• Problem: Return the listing below word for word.

• Source records:
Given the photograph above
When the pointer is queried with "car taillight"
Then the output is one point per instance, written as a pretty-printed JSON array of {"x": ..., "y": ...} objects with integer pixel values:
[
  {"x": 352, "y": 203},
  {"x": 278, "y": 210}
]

• Response to this exercise:
Given the photograph above
When the pointer is queried with "car taillight"
Then the output is one point per instance, written as a pretty-printed JSON array of {"x": ..., "y": ...} objects with integer pixel values:
[
  {"x": 352, "y": 203},
  {"x": 278, "y": 210}
]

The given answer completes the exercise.